[WHAT YOU WILL DO] Update the items from the line that has "Please help me find the blue" through the end of the list, swapping "annotation dataset" for "labeling project" and keeping everything else the same.

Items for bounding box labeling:
:::::

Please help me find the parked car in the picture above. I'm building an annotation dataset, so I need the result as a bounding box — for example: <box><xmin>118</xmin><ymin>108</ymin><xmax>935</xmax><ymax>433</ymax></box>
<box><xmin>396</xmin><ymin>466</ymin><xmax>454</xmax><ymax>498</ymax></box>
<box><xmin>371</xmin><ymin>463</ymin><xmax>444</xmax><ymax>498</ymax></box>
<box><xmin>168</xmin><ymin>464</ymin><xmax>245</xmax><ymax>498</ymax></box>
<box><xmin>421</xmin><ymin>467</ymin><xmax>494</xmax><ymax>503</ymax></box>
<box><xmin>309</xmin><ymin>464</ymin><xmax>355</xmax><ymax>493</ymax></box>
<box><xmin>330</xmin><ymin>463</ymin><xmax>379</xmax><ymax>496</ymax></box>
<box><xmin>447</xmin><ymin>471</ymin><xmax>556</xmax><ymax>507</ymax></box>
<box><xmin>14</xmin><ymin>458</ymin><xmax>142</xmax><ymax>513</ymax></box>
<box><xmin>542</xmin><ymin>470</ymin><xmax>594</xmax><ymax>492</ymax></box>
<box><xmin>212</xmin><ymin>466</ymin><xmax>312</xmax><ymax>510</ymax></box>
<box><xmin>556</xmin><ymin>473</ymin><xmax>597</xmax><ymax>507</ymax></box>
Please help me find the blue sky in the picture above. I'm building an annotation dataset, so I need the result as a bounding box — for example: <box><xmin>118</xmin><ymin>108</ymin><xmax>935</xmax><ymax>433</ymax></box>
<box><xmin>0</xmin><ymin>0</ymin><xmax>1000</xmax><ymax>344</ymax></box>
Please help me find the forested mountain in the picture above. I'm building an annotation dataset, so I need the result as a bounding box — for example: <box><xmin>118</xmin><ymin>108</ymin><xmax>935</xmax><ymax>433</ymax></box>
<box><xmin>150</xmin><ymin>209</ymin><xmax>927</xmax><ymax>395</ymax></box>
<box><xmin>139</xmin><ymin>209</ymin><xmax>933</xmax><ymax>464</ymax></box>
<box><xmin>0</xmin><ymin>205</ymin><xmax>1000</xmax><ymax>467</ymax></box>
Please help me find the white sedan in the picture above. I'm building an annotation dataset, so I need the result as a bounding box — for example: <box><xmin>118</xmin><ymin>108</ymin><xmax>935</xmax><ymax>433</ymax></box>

:::::

[TASK SOLUTION]
Please help me find the blue sky in the picture above. I'm building an labeling project, so I need the result as a bounding box — for example: <box><xmin>118</xmin><ymin>108</ymin><xmax>935</xmax><ymax>433</ymax></box>
<box><xmin>0</xmin><ymin>0</ymin><xmax>1000</xmax><ymax>344</ymax></box>
Please help me find the forested mountain in the picture above. I'm building an labeling project, so I need the result as a bounding box — for example: <box><xmin>118</xmin><ymin>108</ymin><xmax>935</xmax><ymax>433</ymax></box>
<box><xmin>150</xmin><ymin>209</ymin><xmax>927</xmax><ymax>395</ymax></box>
<box><xmin>139</xmin><ymin>209</ymin><xmax>933</xmax><ymax>464</ymax></box>
<box><xmin>0</xmin><ymin>205</ymin><xmax>1000</xmax><ymax>467</ymax></box>
Please help me find the white sedan in the picture above. I'm building an labeling project, so I need the result as a bounding box — for example: <box><xmin>118</xmin><ymin>108</ymin><xmax>935</xmax><ymax>433</ymax></box>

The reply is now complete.